TEKST DO ANALIZY
◇ ◇ ◇ ◇ ◇ ◇ ◇

Kierowca Formuły E zdyskwalfikowany. Podczas wyścigu wykorzystał podstawionego kierowcę

W sobotę wieczorem odbyły się kolejne zawody z serii Formula E. Teraz okazuje się, że jeden z zawodników został zdyskwalifikowany, gdyż skorzystał z pomocy osób trzecich i samodzielnie nie wziął udziału w wyścigu.
Wyścigi formuły E to wyścigi jednomiejscowych samochodów elektrycznych, zapoczątkowane w 2012 roku. Jako, że tegoroczne fizyczne zawody zostały odwołane, ze względu na bezpieczeństwo w trakcie pandemii koronawirusa, organizatorzy zdecydowali się na inną formułę wydarzenia – wyścigi w formie online.
Wyścigi Formuły E online
Transmisje z poszczególnych wydarzeń można oglądać na stronie internetowej The ABB Formula E Race at Home Challenge oraz na kanałach społecznościowych: Facebooku, Twitterze, YouTubie, Twitchu, czy specjalnej stronie gamingowej Facebooka. Wyścigi odbywają się w każdą sobotę już od 25 kwietnia.
Kontrowersje wokół sobotniego wyścigu
W sobotę odbył się kolejny wyścig w ramach „Race At Home Challenge”, który miał na celu wsparcie UNICEF-u. Tym razem kierowcy ścigali się na wirtualnej trasie na lotnisku Berlin Tempelhof.
Rywalizacja jak zwykle była zacięta. Ostatecznym zwycięzcą okazał sięOliver Rowland z teamu Nissana. Na drugim miejscu znalazł się kierowca Mercedesa Stoffel Vandoorne. Na trzecim uplasował się natomiast Daniel Abt z teamu Audi. Wyniki te zostały jednak podważone, gdy dwóch zawodników oskarżyło Abta o użycie podstawionego kierowcy podczas wyścigu.
Kierowca zdyskwalifikowany
Już w trakcie trwania wyścigu Stoffel Vandoorne oraz Jean-Eric Vergne zwracali uwagę, że są przekonani, że to nie Abt siedzi za kierownicą swojego wirtualnego samochodu. Kierowcy nie było widać na video w aplikacji Zoom, z której korzystali pozostali zawodnicy, na dodatek mężczyzna nie wziął udziału w wywiadzie z mediami po ukończeniu wyścigu, skarżąc się na „problemy techniczne”.
Portal The Race, który jako jeden z pierwszych opisał sprawę, podaje że w wyniku tych uwag, organizatorzy Formula E sprawdzili numer IP kierowcy wyścigu i na tej podstawie odkryli, że rzeczywiście to nie Abt siedział za kółkiem swojego samochodu. Jego fotel zajmował Lorenz Hoerzing, profesjonalny kierowca symulacji wyścigów.

◇ ◇ ◇ ◇ ◇ ◇ ◇

DOSTARCZONE DANE
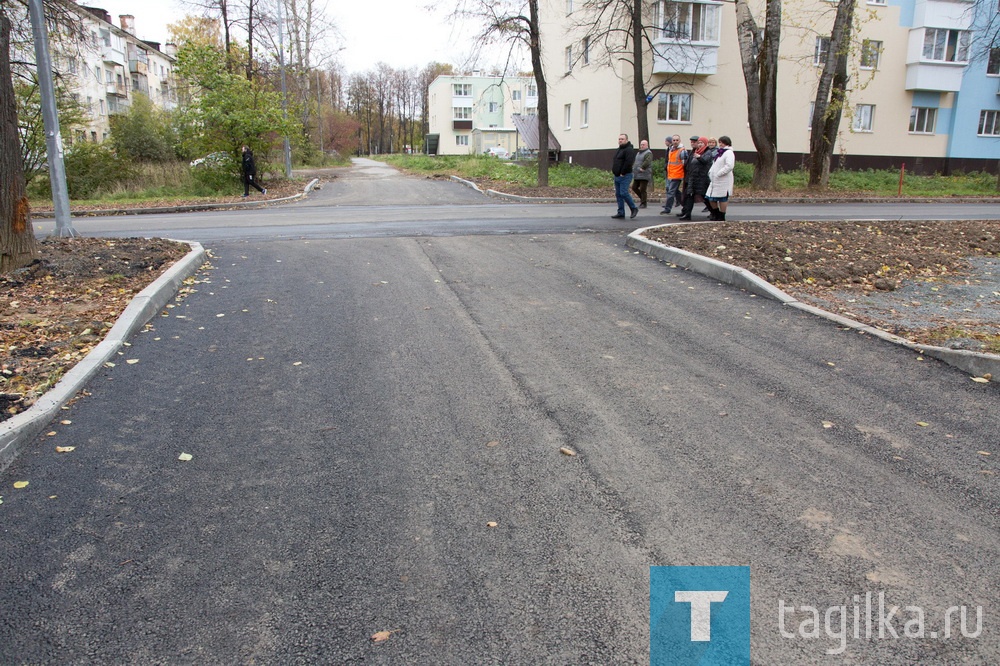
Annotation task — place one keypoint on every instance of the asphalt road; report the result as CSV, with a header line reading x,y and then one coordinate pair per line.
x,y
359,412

◇ ◇ ◇ ◇ ◇ ◇ ◇

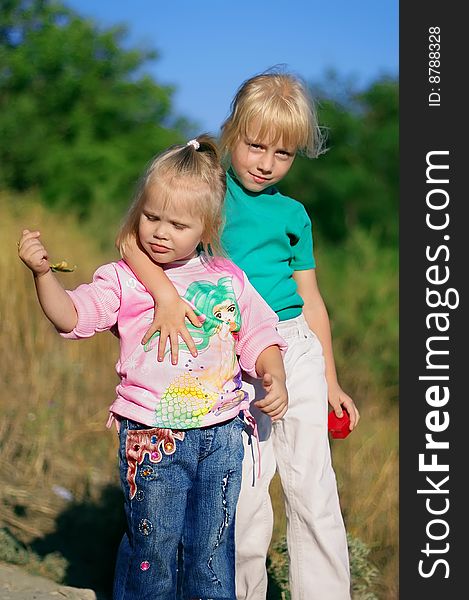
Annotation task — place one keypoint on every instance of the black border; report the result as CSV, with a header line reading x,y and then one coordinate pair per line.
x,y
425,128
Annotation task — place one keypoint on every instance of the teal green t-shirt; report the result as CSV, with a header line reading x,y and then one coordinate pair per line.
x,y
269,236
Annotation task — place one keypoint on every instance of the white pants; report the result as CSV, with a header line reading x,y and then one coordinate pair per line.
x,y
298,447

◇ ◇ ◇ ◇ ◇ ◇ ◇

ZADANIA DO WYKONANIA
1 – Oceń, czy poniższe zdania są zgodne z tekstem o dyskwalifikacji w Formule E: (a) wyścigi Formuły E zapoczątkowano w 2012 roku; (b) sobotni wyścig odbył się na wirtualnej trasie w Monako; (c) organizatorzy sprawdzili numer IP kierowcy. Przy każdym odpowiedz „tak” lub „nie” i przytocz dosłownie rozstrzygające słowa tekstu.
2 – Przepisz dokładnie fragment tekstu o dyskwalifikacji w Formule E od słów „Wyścigi formuły E to” aż do słów „lotnisku Berlin Tempelhof.” włącznie.
Rekordy stanowią materiał odrębny od tekstu.

ODPOWIEDZI DO ZADAŃ
1 –
(a) Tak: „zapoczątkowane w 2012 roku”.
(b) Nie: „Tym razem kierowcy ścigali się na wirtualnej trasie na lotnisku Berlin Tempelhof.”
(c) Tak: „organizatorzy Formula E sprawdzili numer IP kierowcy wyścigu”.

2 –
Wyścigi formuły E to wyścigi jednomiejscowych samochodów elektrycznych, zapoczątkowane w 2012 roku. Jako, że tegoroczne fizyczne zawody zostały odwołane, ze względu na bezpieczeństwo w trakcie pandemii koronawirusa, organizatorzy zdecydowali się na inną formułę wydarzenia – wyścigi w formie online.
Wyścigi Formuły E online
Transmisje z poszczególnych wydarzeń można oglądać na stronie internetowej The ABB Formula E Race at Home Challenge oraz na kanałach społecznościowych: Facebooku, Twitterze, YouTubie, Twitchu, czy specjalnej stronie gamingowej Facebooka. Wyścigi odbywają się w każdą sobotę już od 25 kwietnia.
Kontrowersje wokół sobotniego wyścigu
W sobotę odbył się kolejny wyścig w ramach „Race At Home Challenge”, który miał na celu wsparcie UNICEF-u. Tym razem kierowcy ścigali się na wirtualnej trasie na lotnisku Berlin Tempelhof.